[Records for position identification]
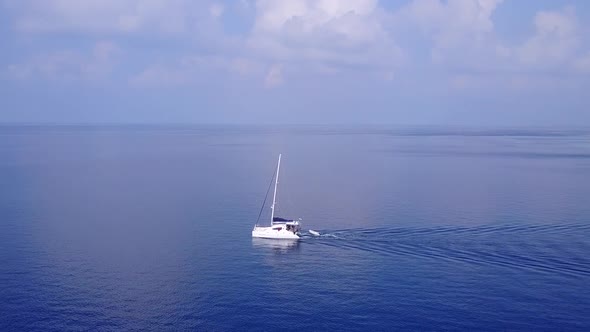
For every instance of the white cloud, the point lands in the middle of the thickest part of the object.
(460, 30)
(107, 16)
(158, 75)
(555, 40)
(346, 33)
(68, 64)
(274, 77)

# OBJECTIVE
Locate each line in the material above that contains the word "every", and copy those lines in full.

# THE REPLY
For every instance of the white cloud, the point lands in the middle of the thickest part of the object.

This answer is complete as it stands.